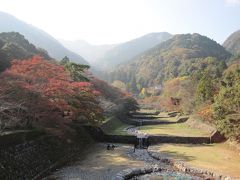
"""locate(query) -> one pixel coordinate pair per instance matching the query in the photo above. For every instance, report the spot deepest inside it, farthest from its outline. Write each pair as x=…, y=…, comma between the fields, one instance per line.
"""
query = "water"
x=166, y=176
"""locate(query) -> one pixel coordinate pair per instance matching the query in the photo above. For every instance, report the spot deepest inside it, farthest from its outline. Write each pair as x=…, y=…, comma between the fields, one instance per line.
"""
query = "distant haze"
x=116, y=21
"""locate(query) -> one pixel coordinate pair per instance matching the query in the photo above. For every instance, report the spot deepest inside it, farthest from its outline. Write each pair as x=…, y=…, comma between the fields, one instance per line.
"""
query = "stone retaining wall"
x=30, y=157
x=178, y=139
x=100, y=136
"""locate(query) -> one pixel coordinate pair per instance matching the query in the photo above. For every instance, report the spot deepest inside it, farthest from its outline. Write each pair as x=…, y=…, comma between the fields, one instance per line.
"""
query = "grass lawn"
x=179, y=129
x=214, y=157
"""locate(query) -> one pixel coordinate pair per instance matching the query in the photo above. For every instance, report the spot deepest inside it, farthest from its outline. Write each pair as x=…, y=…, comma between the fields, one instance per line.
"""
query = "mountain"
x=232, y=43
x=126, y=51
x=38, y=37
x=14, y=46
x=179, y=56
x=90, y=52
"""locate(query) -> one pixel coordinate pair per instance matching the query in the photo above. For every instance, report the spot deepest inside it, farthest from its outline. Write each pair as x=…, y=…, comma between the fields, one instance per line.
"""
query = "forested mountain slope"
x=38, y=37
x=179, y=56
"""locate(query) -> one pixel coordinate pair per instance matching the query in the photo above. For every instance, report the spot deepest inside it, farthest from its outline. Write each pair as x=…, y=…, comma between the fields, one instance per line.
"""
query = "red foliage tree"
x=52, y=83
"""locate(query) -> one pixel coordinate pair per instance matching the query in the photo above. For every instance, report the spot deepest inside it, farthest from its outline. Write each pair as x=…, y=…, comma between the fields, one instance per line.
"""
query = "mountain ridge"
x=38, y=37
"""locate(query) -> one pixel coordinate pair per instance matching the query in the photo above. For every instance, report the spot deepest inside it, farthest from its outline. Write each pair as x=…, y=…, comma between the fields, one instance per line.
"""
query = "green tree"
x=226, y=108
x=205, y=89
x=76, y=70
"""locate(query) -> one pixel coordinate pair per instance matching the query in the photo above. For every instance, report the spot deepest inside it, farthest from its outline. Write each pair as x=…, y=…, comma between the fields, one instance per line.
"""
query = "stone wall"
x=178, y=139
x=31, y=157
x=100, y=136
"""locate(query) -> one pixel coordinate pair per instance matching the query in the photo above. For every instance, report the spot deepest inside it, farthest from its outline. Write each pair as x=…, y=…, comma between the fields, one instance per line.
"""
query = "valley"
x=204, y=160
x=120, y=90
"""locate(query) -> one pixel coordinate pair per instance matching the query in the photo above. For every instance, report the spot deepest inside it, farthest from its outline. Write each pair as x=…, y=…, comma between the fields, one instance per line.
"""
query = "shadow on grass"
x=183, y=156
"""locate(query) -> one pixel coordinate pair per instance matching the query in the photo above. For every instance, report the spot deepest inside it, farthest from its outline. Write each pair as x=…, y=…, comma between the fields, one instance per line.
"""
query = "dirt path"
x=102, y=164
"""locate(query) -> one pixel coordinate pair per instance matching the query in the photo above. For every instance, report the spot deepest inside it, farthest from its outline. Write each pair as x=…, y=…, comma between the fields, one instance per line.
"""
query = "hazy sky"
x=113, y=21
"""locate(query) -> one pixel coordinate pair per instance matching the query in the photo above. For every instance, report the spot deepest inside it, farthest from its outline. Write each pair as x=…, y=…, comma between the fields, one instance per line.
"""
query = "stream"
x=99, y=163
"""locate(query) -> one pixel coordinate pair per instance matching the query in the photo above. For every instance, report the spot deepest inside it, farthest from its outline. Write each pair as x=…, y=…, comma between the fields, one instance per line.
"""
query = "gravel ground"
x=102, y=164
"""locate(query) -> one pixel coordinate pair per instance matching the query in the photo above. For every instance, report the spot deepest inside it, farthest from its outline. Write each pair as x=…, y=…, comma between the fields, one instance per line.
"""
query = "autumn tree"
x=53, y=83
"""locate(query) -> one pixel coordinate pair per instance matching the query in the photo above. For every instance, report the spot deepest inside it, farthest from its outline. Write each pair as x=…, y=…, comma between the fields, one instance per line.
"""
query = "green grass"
x=219, y=158
x=179, y=129
x=115, y=126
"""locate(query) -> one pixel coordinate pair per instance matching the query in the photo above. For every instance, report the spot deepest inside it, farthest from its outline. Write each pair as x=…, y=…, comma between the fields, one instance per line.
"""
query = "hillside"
x=92, y=53
x=126, y=51
x=38, y=37
x=232, y=43
x=14, y=46
x=178, y=56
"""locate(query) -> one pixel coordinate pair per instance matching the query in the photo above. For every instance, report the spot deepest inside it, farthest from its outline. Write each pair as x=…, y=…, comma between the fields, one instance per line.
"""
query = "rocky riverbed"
x=102, y=164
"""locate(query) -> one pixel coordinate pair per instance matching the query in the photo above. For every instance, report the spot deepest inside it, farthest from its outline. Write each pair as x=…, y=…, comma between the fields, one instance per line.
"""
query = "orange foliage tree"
x=52, y=83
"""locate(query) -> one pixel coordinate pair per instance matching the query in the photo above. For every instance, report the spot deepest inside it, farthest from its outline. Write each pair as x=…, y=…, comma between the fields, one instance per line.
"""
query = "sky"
x=115, y=21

+-------+

=== What to work on ===
Repeat the listing in full and to the letter, excluding every image.

=== Answer for the task ===
"""locate(query) -> one pixel coordinate pair per instance matching the query in the photo above. For every instance, report the spot deepest inside it, farthest from its outline. Write each pair as x=…, y=…, comma between the fields, one instance per line.
"""
query = "water"
x=166, y=176
"""locate(query) -> one pixel coordinate pair per instance matching the query in the photo above. For every instance, report the spot deepest inside it, farthest from its outline. Write each pair as x=…, y=…, comma between the fields, one instance per line.
"""
query = "distant haze"
x=116, y=21
"""locate(query) -> one pixel coordinate pair per instance matching the query in the photo above. For every instance, report the spot deepest inside it, farthest from its outline. Write each pair as x=…, y=…, comma between the fields, one instance per line.
"""
query = "stone retaining wall"
x=30, y=157
x=178, y=139
x=100, y=136
"""locate(query) -> one pixel coordinate pair per instance matching the query in the photo above. For every instance, report the spot deepest inside it, farthest from its outline. Write each pair as x=…, y=…, comma between the fields, one instance per line.
"""
query = "grass lawn"
x=179, y=129
x=214, y=157
"""locate(query) -> one pixel coordinate pair per instance matching the query in the photo above. For every instance, report the spot deepest inside it, farthest from its outline. Write each pair as x=…, y=…, comma between the fields, one instance per line.
"""
query = "mountain"
x=232, y=43
x=126, y=51
x=38, y=37
x=14, y=46
x=179, y=56
x=90, y=52
"""locate(query) -> one pixel coordinate pair per instance matching the query in the photo above. For every instance, report the spot deepest inside it, farthest from its outline. Write each pair as x=…, y=…, comma between the fields, one instance per line.
"""
query = "forested mountain slope"
x=38, y=37
x=179, y=56
"""locate(query) -> one pixel coordinate pair per instance matching the query in the photo above. For every instance, report the spot deepest inside it, farthest from its outline. Write each pair as x=…, y=…, comma between the fields, one instance per line.
"""
query = "red foliage tree"
x=52, y=83
"""locate(query) -> one pixel coordinate pair per instance matching the query in the photo above. For every instance, report the spot deepest inside it, farthest from its outline. Write each pair as x=…, y=…, comma between the fields, one instance per line.
"""
query = "mountain ridge"
x=38, y=37
"""locate(query) -> one pixel coordinate pair per instance matching the query in the photo above. For every instance, report the spot deepest inside it, farthest from its outline. Write each pair as x=…, y=…, comma between the fields, one instance per line.
"""
query = "green tree"
x=226, y=108
x=205, y=89
x=76, y=70
"""locate(query) -> one pixel coordinate pair per instance matching the query in the photo above. For every instance, report the spot deepest inside it, farthest from its outline. Write each pair as x=…, y=…, comma between the fields, one instance per line.
"""
query = "stone wall"
x=178, y=139
x=31, y=157
x=100, y=136
"""locate(query) -> one pixel coordinate pair per instance matching the query in the photo above. For every instance, report the spot deepest inside it, farthest from its outline. Write each pair as x=…, y=…, comma between the fields, one instance per line.
"""
query = "valley"
x=204, y=160
x=120, y=90
"""locate(query) -> one pixel coordinate pair per instance matching the query in the photo above. For every instance, report the spot deepest inside it, farthest from its outline. Write each pair as x=…, y=…, comma between the fields, one instance per line.
"""
query = "shadow on grass"
x=183, y=156
"""locate(query) -> one pixel coordinate pair per instance matching the query in the photo above. For every instance, report the spot deepest inside it, farthest from its outline. Write each pair as x=…, y=…, comma between the fields, one instance per line.
"""
query = "dirt path"
x=102, y=164
"""locate(query) -> one pixel coordinate pair per instance matching the query in the photo above. For every instance, report the spot deepest inside it, farthest from its outline. Write each pair as x=…, y=…, comma between the fields, one instance per line.
"""
query = "hazy sky"
x=113, y=21
"""locate(query) -> one pixel coordinate pair per instance matching the query in the photo above. For every instance, report the spot deepest inside it, farthest from its outline. Write each pair as x=…, y=…, comma between the fields, one instance per line.
"""
query = "stream"
x=99, y=163
"""locate(query) -> one pixel coordinate pair per instance matching the query in the photo above. For every instance, report the spot deepest inside it, farthest from its outline. Write each pair as x=…, y=…, comma between the fields, one instance per line.
"""
query = "gravel ground"
x=102, y=164
"""locate(query) -> one pixel coordinate pair per instance matching the query in the photo above. For every instance, report the spot deepest inside it, farthest from its outline. Write each pair as x=…, y=…, comma between the fields, one instance per line.
"""
query = "autumn tree"
x=53, y=83
"""locate(query) -> one pixel coordinate pair per instance matching the query in the photo above. For every instance, report the spot deepest inside it, farthest from its outline. Write each pair as x=…, y=…, comma between the fields, one instance per line.
"""
query = "green grass"
x=219, y=158
x=179, y=129
x=115, y=126
"""locate(query) -> one pixel coordinate pair per instance matching the query in the photo above. For every instance, report the spot deepest inside it, farthest from its outline. Write each pair as x=…, y=…, comma between the fields, one instance per line.
"""
query = "hillside"
x=92, y=53
x=126, y=51
x=38, y=37
x=232, y=43
x=14, y=46
x=178, y=56
"""locate(query) -> one pixel coordinate pair per instance matching the query in the photo above. For every instance, report the spot deepest inside it, farthest from its outline. Write each pair as x=…, y=…, comma between the fields, one instance per line.
"""
query = "rocky riverbed"
x=102, y=164
"""locate(query) -> one pixel coordinate pair per instance matching the query in the photo above. For every instance, report the spot deepest inside it, farthest from its outline. Write each pair as x=…, y=…, comma between the fields, one instance per line.
"""
query = "orange foliage tree"
x=52, y=83
"""locate(query) -> one pixel coordinate pair per instance matching the query in the photo above. For every instance, report the spot deepest inside it, farthest from its outline. Write each pair as x=…, y=…, comma between the fields, one instance per line.
"""
query = "sky"
x=115, y=21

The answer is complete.